**Challenge**
Answer these questions from the Greedfall review:
1. Which studio developed Greedfall?
2. What is the name of the game's mythical island?
3. Which franchise does the dialogue system closely resemble?

**Selection**
═══

When I drop money on a game, I fully expect certain things. I want smooth controls, an intuitive interface, slick graphics, and compelling voice acting. Greedfall, a 2019 RPG from the folks at Spiders, doesn’t have any of that. It looks and plays a lot like a last gen game, which would be completely forgivable on last gen hardware.

On the Xbox One or PS4 the game will likely come across as underwhelming to virtually anyone that’s spent time with a AAA RPG in recent gaming years.

What Greedfall does have, however, is story and atmosphere. In this realm the game is nearly unmatched. Greedfall engages in superb story telling and allows players to make choices throughout the game, many of which are as innocuous as simply choosing moderately passive aggressive dialogue responses, but end up having very serious consequences in regard to which characters and factions remain allies by the end of the game. Choosing dialogue is fairly similar to the Dragon Age franchise, which the team at Spiders obviously had in mind when designing this game.

Whereas side quests in many games feel like segues that distract from the main story (see the many memes about completing side quests before the main story), Greedfall takes a different approach. Completely optional side quests yield important information about the nature of the characters and their relationships, and sometimes also impact the feelings the characters have for one another. This makes the side quests feel less of an option than they are in many games, and instead gives the player a real incentive to delve into the world.

The game takes heavy influence from 17th and 18th century European history, not just in terms of the design of its mythical island of Teer Fradee, but in terms of the nature of colonialism and the need for Europeans from that era to murder and steal everything that isn’t tied down.

One of the cooler aspects of the game is that you get to choose whether or not you join in on the destruction of the Native peoples of Teer Fradee, or if you’ll be a friend to the islanders.

Bosses are very well designed, and only moderately frustrating thanks to the sometimes not great controls. Most of them look like something that walked out of a Lovecraft story to terrorize the player. Unfortunately, most enemies are the exact same regardless of where you are in the game. At the beginning? You’re going to kill weird bear looking things.

At the end? Bear things. The number of bear monsters, bat things, and average humans you’ll kill during your playthrough is roughly equivalent to the number of Hot Pockets consumed by your average Comicon attendee throughout a calendar year. In other words, be ready for a lot of repetition.

Despite all this, the politics, dialogue, and story in Greedfall make it a truly memorable experience if you can get past the many, many flaws.

It turned out being one of my favorite games from this console generation. Just try to pretend that they really wanted this game to look and play a lot like Dragon Age 2 from 2011 and maybe you can see past the more disappointing elements and enjoy it as much as I did.

═══

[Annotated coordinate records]
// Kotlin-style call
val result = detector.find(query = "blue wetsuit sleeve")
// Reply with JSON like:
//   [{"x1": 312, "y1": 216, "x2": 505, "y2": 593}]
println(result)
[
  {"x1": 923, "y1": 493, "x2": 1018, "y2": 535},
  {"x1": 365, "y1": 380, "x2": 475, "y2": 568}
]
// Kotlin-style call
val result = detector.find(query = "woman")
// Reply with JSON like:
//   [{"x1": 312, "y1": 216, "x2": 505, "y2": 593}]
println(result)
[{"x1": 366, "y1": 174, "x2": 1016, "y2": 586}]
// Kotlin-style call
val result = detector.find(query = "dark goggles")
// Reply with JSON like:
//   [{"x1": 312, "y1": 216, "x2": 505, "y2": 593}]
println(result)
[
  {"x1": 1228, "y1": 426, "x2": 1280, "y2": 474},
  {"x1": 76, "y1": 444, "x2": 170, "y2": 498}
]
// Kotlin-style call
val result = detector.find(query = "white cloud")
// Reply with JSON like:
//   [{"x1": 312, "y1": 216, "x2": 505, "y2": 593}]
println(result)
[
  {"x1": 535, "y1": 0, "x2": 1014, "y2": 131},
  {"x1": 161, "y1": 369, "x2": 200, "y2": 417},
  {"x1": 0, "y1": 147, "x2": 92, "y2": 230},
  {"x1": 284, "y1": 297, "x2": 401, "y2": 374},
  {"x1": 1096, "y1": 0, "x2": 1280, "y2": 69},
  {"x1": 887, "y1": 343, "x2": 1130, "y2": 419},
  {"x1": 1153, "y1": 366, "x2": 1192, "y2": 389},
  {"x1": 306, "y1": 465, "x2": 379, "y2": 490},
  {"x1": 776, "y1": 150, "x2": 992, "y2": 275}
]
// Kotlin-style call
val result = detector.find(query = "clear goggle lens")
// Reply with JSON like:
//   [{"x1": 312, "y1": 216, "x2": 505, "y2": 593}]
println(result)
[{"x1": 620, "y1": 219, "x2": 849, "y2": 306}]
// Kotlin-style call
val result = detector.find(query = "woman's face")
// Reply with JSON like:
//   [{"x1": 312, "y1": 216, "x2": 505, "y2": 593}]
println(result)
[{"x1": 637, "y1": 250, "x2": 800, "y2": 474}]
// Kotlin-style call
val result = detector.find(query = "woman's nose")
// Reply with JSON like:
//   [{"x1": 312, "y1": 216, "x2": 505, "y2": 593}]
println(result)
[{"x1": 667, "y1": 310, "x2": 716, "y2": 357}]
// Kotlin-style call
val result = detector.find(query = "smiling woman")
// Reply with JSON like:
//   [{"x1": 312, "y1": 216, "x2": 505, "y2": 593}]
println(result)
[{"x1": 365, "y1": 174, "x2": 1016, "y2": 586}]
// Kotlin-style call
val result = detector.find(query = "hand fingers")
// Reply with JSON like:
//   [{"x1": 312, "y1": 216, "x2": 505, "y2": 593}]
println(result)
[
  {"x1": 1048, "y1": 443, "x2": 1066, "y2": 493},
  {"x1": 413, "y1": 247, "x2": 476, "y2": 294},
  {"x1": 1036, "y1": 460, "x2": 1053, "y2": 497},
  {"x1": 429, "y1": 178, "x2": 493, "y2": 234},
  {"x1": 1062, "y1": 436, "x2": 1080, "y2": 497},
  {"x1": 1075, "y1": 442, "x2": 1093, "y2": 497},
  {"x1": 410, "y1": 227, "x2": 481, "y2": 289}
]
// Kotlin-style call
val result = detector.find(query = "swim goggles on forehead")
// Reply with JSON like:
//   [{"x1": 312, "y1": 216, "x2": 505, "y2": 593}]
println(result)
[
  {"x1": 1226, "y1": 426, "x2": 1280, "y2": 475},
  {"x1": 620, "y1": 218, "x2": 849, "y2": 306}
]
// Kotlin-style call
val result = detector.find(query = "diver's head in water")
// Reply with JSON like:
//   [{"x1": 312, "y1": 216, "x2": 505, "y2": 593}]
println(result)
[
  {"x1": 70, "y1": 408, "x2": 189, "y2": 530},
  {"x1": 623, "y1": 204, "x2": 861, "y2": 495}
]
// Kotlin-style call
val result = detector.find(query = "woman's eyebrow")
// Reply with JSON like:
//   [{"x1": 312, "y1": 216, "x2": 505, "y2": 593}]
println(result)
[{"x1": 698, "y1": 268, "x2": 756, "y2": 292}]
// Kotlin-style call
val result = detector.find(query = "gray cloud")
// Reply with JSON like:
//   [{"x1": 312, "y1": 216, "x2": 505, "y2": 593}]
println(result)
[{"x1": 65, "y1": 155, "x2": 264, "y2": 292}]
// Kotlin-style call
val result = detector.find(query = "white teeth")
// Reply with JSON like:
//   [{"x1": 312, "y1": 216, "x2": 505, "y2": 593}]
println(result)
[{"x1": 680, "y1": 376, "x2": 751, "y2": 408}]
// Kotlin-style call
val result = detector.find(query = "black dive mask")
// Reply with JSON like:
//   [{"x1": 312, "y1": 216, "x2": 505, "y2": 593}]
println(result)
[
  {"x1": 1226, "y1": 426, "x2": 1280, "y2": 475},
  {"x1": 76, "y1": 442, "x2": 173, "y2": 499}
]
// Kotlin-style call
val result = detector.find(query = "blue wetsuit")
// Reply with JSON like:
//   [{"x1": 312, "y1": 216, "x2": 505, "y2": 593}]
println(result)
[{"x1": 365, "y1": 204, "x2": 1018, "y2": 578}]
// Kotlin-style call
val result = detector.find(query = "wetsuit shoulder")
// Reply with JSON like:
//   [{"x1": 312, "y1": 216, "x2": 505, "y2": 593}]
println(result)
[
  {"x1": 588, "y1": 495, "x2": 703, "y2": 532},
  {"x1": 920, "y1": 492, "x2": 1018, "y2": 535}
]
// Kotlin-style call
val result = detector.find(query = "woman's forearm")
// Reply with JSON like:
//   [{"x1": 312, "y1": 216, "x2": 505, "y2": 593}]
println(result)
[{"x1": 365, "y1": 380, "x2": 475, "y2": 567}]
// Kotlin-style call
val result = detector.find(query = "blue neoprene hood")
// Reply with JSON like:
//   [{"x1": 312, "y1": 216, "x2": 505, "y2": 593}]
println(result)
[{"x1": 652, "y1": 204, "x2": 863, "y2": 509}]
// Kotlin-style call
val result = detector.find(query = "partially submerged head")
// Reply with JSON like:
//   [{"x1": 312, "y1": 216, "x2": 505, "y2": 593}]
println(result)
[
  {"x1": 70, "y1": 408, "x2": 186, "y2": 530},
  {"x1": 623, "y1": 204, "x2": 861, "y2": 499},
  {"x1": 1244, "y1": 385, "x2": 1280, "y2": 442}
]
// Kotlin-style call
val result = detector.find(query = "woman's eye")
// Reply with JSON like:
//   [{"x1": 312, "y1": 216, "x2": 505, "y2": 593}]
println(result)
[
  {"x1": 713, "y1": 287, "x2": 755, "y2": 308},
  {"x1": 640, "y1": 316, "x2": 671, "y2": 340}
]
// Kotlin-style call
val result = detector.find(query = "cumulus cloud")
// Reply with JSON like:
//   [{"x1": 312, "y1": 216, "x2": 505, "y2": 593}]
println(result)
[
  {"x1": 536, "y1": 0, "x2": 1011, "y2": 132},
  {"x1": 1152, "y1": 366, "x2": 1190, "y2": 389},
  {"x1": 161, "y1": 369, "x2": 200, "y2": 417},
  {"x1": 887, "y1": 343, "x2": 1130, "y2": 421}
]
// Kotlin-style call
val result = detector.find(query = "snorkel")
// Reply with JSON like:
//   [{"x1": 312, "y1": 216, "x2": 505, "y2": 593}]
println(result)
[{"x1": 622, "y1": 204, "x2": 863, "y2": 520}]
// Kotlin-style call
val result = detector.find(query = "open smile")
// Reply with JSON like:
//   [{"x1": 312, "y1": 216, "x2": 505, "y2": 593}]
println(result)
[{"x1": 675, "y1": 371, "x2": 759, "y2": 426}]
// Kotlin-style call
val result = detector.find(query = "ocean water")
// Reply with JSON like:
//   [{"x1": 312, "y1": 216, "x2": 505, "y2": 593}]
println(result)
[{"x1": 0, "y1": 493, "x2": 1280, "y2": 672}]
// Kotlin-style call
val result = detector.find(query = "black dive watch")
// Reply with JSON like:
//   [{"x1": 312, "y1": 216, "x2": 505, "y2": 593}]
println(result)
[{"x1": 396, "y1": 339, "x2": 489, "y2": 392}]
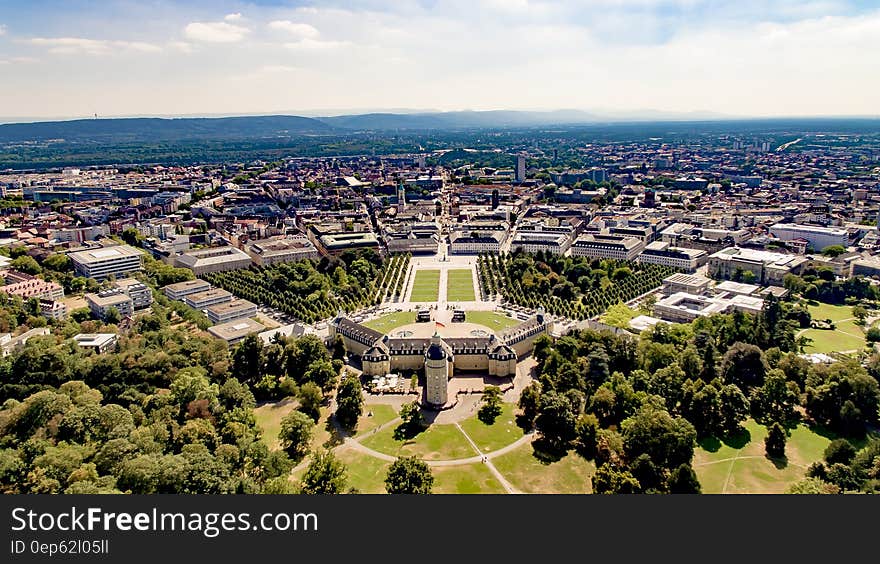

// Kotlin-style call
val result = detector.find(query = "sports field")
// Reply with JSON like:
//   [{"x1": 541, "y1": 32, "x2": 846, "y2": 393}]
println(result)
[
  {"x1": 409, "y1": 270, "x2": 440, "y2": 302},
  {"x1": 446, "y1": 268, "x2": 477, "y2": 302}
]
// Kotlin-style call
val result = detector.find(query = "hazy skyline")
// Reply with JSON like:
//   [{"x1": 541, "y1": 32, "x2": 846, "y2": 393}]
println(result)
[{"x1": 0, "y1": 0, "x2": 880, "y2": 117}]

═══

**The solution**
1. Spiders
2. Teer Fradee
3. The Dragon Age franchise